> [ФРАГМЕНТ]
В Hallfredhar-Saga мы читаем о Грисе Сэмингссоне (Griss Saemingsson): «Есть человек, называемый Грис, сын Сэминга, мой приятель и живет в Гейтаскарде в Длинной долине (Langadal); он был в Миклагарде и собрал там большие почести; он — богатый человек и у него много друзей» (Fornsögur изд. Vigfusson и Mobius, Leipzig 1860, стр. 88).
Грис Сэмингссон жил также в начале XI столетия, подобно Болле Боллесопу и Колскеггу; потому нет никакой нужды пускаться в хронологические соображения о том, не поступил ли он в Варанги ранее Боллесона.[18] Сверх того, в саге даже и не утверждается прямо, что он служил в наемной византийской дружине.
Что же касается Греттировой саги (Grettis-saga, Grettla по имени Скальда Греттира) и до Вэрингов, в ней упоминаемых, то здесь пока не время говорить о них. Торбиорн Онгул и его товарищи суть уже современники Гаральда Гардраде, в одно с ним время служат византийскому царю или царице: /118/ следовательно, они вступили в число Варангов позднее вышеозначенных Исландцев [19] В саге прямо сказано, что Онгул (Aungul) и Дромунд пришли в Миклагард тогда, когда уже был большой прилив туда северных людей, и именно при Михаиле Каталаке (то есть, Калафате). (См. Grettla-saga ved S. Magnussen, Kjobenh. 185 2. ‹Критический текст дал Boer 1900 (Altnord. Sagabibl. VII), гл. 86 p. 294 sq.› Cp. Müller-Lachmann I, 189).
После этого мы имеем полное право утверждать, что исландские саги не подтверждают предположение, высказанное г. [193] Гедеоновым и потом принятое другими. Первые Норманны, служащие в византийской гвардии и носящие имя Варягов, не были Варяги — Скандинавы, ушедшие в 980 году из Киева, а другие, отправившиеся туда позднее и нам известные поименно.[20]
Нельзя, однако, оставить без внимания следующего соображения, подсказываемого некоторыми выражениями в приведенных выше отрывках. Норманны, приходящие из Норвегии и Исландии, как будто отличаются от других Варягов или Варангов. Варяжская дружина, как на Руси, так и в Миклагарде существует ранее их, ранее Болле Боллесона и ранее Вига-Стира. И. Олафсон, вышеупомянутый переписчик и воссоздатель Вига-Стировой саги, отметил старинные выражения и обороты, в ней встречавшиеся. В его эксцерптах прямо замечено, что в подлинной саге Норманны часто отличались от Вэрингов (Saepius eru Nordhmenn distingueradir frá Vaeríngjum. Islendinga Sögur, II, 481).

> [ЗАДАНИЯ]
[1] Перепишите часть фрагмента: начните со слов «Грис Сэмингссон жил» и закончите словами «наемной византийской дружине.». По ходу замените «XI столетия» на «XI века».
[2] По данным фрагмента, при каком правителе Онгул и Дромунд пришли в Миклагард?
Приведенный далее список к этому не относится.

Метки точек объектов

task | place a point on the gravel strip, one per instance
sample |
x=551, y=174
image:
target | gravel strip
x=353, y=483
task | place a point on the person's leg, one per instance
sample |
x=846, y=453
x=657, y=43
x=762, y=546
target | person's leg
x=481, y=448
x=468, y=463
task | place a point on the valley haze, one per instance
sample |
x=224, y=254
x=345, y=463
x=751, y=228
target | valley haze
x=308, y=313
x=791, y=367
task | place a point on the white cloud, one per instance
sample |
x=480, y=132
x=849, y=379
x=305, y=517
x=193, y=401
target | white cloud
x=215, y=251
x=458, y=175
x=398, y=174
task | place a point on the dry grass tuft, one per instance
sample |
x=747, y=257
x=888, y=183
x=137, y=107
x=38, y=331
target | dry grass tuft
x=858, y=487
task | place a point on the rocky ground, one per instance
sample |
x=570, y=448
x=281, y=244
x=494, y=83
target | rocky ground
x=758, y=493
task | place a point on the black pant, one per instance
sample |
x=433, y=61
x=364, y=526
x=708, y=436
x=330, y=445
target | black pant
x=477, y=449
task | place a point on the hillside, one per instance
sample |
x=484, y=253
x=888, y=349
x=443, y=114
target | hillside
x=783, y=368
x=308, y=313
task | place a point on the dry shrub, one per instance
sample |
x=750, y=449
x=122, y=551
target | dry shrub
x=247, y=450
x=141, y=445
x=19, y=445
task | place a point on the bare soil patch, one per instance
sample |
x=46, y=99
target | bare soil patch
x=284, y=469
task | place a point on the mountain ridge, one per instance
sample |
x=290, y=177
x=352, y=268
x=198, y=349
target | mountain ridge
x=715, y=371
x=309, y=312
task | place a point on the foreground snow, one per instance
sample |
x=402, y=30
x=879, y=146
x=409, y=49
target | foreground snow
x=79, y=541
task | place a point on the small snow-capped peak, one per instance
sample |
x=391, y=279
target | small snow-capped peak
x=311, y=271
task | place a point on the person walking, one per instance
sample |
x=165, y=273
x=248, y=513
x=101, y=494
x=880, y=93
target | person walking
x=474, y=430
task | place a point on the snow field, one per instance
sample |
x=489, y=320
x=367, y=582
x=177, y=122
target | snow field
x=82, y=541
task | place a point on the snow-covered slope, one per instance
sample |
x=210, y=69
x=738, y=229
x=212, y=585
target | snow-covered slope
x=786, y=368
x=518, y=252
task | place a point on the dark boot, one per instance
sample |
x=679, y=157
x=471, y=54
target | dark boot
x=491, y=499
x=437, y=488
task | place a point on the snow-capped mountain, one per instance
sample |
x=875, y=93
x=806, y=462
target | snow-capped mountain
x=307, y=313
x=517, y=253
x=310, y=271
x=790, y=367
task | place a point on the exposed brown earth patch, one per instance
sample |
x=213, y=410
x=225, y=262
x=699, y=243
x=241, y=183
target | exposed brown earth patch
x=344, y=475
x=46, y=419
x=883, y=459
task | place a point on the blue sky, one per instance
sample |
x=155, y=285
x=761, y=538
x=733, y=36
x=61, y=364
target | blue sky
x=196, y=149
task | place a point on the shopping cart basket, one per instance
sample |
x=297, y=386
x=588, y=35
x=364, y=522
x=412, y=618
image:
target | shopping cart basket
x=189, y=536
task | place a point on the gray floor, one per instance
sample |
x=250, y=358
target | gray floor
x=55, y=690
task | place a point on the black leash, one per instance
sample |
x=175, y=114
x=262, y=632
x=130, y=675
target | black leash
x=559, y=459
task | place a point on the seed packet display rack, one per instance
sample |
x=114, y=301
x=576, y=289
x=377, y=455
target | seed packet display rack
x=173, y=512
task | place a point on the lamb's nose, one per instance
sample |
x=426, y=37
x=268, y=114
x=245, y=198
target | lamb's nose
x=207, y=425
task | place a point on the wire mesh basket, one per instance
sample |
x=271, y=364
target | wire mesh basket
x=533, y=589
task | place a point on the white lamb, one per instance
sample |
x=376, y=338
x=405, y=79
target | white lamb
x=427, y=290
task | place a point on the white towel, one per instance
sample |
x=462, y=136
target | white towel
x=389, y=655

> [ОТВЕТЫ]
[1]
Грис Сэмингссон жил также в начале XI века, подобно Болле Боллесопу и Колскеггу; потому нет никакой нужды пускаться в хронологические соображения о том, не поступил ли он в Варанги ранее Боллесона.[18] Сверх того, в саге даже и не утверждается прямо, что он служил в наемной византийской дружине.

[2] При Михаиле Каталаке (то есть Калафате).